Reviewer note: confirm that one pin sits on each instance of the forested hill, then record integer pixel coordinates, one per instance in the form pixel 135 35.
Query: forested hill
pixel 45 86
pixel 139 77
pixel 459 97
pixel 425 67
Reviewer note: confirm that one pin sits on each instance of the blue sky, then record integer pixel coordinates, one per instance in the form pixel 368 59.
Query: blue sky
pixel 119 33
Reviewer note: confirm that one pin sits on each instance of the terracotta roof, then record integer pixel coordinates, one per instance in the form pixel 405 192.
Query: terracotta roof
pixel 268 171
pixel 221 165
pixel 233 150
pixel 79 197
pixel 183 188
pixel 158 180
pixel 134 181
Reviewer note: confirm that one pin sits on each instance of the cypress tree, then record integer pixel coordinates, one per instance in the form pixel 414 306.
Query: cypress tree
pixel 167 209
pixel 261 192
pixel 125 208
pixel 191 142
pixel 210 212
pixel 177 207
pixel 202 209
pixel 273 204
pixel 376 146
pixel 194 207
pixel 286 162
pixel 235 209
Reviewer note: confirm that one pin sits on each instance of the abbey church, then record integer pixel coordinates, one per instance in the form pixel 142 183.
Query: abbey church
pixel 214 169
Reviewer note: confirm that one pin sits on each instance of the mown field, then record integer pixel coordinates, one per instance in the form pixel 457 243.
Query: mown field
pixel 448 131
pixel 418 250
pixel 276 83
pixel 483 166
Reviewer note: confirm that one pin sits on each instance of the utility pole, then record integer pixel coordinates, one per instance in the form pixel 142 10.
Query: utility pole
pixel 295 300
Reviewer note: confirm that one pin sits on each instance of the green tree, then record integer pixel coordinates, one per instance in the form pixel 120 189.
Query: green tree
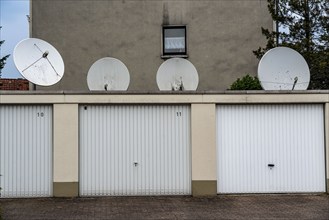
pixel 246 83
pixel 2 59
pixel 304 27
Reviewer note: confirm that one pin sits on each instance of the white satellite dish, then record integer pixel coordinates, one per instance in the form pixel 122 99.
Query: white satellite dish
pixel 108 74
pixel 38 61
pixel 177 74
pixel 282 68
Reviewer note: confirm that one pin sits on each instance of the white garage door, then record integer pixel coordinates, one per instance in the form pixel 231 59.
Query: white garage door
pixel 270 148
pixel 25 151
pixel 134 150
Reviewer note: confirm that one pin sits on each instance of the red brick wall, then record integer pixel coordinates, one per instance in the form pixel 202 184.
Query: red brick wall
pixel 14 84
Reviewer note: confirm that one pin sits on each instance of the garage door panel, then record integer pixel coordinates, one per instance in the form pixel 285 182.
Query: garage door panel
pixel 135 150
pixel 253 137
pixel 25 151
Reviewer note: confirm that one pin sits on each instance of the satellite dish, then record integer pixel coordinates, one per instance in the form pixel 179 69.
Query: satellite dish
pixel 108 74
pixel 39 62
pixel 283 68
pixel 177 74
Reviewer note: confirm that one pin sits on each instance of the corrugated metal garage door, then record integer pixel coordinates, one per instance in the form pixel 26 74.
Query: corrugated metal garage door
pixel 25 151
pixel 270 148
pixel 134 150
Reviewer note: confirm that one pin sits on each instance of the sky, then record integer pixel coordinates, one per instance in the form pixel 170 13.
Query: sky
pixel 15 27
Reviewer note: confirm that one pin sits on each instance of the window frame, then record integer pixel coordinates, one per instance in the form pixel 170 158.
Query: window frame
pixel 174 54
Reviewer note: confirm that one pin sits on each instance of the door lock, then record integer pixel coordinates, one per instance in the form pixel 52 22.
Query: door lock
pixel 270 165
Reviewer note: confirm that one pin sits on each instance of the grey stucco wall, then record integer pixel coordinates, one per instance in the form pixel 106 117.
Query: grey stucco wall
pixel 221 36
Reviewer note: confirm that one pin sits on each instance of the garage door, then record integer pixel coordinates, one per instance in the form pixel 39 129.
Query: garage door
pixel 25 151
pixel 134 150
pixel 270 148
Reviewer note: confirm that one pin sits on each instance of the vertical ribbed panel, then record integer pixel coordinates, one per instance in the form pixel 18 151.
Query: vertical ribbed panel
pixel 252 137
pixel 25 151
pixel 134 150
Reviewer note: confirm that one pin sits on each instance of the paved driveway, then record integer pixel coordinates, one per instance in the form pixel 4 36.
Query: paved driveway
pixel 220 207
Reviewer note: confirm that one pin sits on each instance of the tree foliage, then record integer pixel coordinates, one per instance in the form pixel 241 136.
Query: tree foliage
pixel 2 59
pixel 246 83
pixel 304 27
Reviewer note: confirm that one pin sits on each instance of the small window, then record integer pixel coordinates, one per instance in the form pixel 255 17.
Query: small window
pixel 174 40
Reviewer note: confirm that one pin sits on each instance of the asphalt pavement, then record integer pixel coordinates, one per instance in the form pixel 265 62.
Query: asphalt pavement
pixel 281 206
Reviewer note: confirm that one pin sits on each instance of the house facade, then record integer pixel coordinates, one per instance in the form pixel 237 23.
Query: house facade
pixel 217 37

# # # # #

=== Task instructions ===
Rewrite the entire listing, putting "Annotator note" wherever "Reviewer note" appears and leaving everything else unchanged. Leave the pictures out.

=== Answer to this exercise ===
Annotator note: confirm that one pin sits on each instance of the forested hill, then record integer pixel coordinates, one per instance in the form pixel 135 35.
Query: forested hill
pixel 45 86
pixel 139 77
pixel 459 97
pixel 425 67
Annotator note: confirm that one pin sits on each instance of the blue sky, then record integer pixel coordinates, one per instance in the form pixel 368 59.
Query: blue sky
pixel 119 33
Annotator note: confirm that one pin sits on each instance of the terracotta roof, then record integer pixel coordinates, one per instance in the form pixel 405 192.
Query: terracotta roof
pixel 268 171
pixel 221 165
pixel 233 150
pixel 79 197
pixel 183 188
pixel 158 180
pixel 134 181
Annotator note: confirm that one pin sits on each instance of the cypress tree, then record integer pixel coordinates, one per instance in the form pixel 414 306.
Query: cypress tree
pixel 167 209
pixel 261 192
pixel 125 208
pixel 191 142
pixel 210 212
pixel 177 207
pixel 202 209
pixel 273 204
pixel 376 146
pixel 194 207
pixel 286 162
pixel 235 209
Annotator note: confirm that one pin sits on each instance of the abbey church, then record integer pixel coordinates, one per instance in the form pixel 142 183.
Query: abbey church
pixel 214 169
Annotator note: confirm that one pin sits on each instance of the mown field, then record integer pixel coordinates, one per instance in the form pixel 457 243.
Query: mown field
pixel 448 131
pixel 418 250
pixel 276 83
pixel 483 166
Annotator note: confirm that one pin sits on each instance of the utility pole, then record integer pixel coordinates, one per instance in the form pixel 142 10.
Query: utility pole
pixel 295 300
Annotator note: confirm that one pin sits on each instance of the green tree, then record integer pixel coordinates, one per instance in the form pixel 120 189.
Query: green tree
pixel 246 83
pixel 2 59
pixel 304 27
Annotator note: confirm that one pin sits on each instance of the white satellite dish, then record integer pixel coordinates, one per instance in the form pixel 122 99.
Query: white satellite dish
pixel 108 74
pixel 38 61
pixel 177 74
pixel 282 68
Annotator note: confirm that one pin sits on each instance of the white garage door, then record integer pixel coordinates, one per instance in the form pixel 231 59.
Query: white garage door
pixel 270 148
pixel 25 151
pixel 134 150
Annotator note: confirm that one pin sits on each instance of the red brick wall, then record integer pixel coordinates, one per instance in the form pixel 202 184.
Query: red brick wall
pixel 14 84
Annotator note: confirm that one pin sits on each instance of the garage door panel, then record integer pixel coordinates, one per instance in the form pixel 285 182.
Query: garage door panel
pixel 135 150
pixel 253 137
pixel 25 151
Annotator note: confirm that one pin sits on each instance of the satellite dish, then record integer pixel coordinates, one per instance in the form pixel 179 69.
Query: satellite dish
pixel 108 74
pixel 39 62
pixel 283 68
pixel 177 74
Annotator note: confirm that one pin sits on each instance of the corrugated metal garage door, then record integer pixel coordinates, one per instance in the form pixel 26 74.
Query: corrugated metal garage door
pixel 25 151
pixel 270 148
pixel 134 150
Annotator note: confirm that one pin sits on each instance of the sky, then record integer pixel coordinates, one per instance in the form pixel 170 13.
Query: sky
pixel 15 27
Annotator note: confirm that one pin sits on each instance of the window frame, then record integer pixel coordinates, one per instance in the form pixel 170 158.
Query: window frame
pixel 174 54
Annotator note: confirm that one pin sits on each instance of the door lock, then record integer pixel coordinates, one per instance in the form pixel 52 22.
Query: door lock
pixel 270 165
Annotator note: confirm that one pin sits on each instance of the grey stucco wall, then record integer pixel coordinates, one per instance in the form pixel 106 117.
Query: grey stucco wall
pixel 221 36
Annotator note: confirm that one pin sits on each instance of the garage door, then record integer pixel coordinates, one per instance in the form pixel 39 129.
Query: garage door
pixel 25 151
pixel 134 150
pixel 270 148
Annotator note: confirm that one pin sits on each instance of the vertical ribbed panel, then record integer pixel coordinates, one per instance in the form pixel 18 151.
Query: vertical ribbed panel
pixel 252 137
pixel 25 151
pixel 134 150
Annotator note: confirm that one pin sits on each instance of the paved driveway, then record integer pixel coordinates, one per instance in the form pixel 4 36.
Query: paved driveway
pixel 220 207
Annotator note: confirm that one pin sits on each instance of the tree foliage, then record integer pixel coordinates, one per instance in the form pixel 241 136.
Query: tree foliage
pixel 2 59
pixel 246 83
pixel 304 27
Annotator note: confirm that one pin sits on each instance of the small window, then record integer pixel coordinates, one per instance in the form pixel 255 17.
Query: small window
pixel 174 40
Annotator note: confirm that one pin sits on each instance of the asphalt pavement, then record integer pixel coordinates, one per instance in the form pixel 265 62.
Query: asphalt pavement
pixel 281 206
Annotator note: confirm that one pin sits on each instance of the house facade, then record integer pixel coordinates, one per instance in the form pixel 237 23.
Query: house facade
pixel 217 37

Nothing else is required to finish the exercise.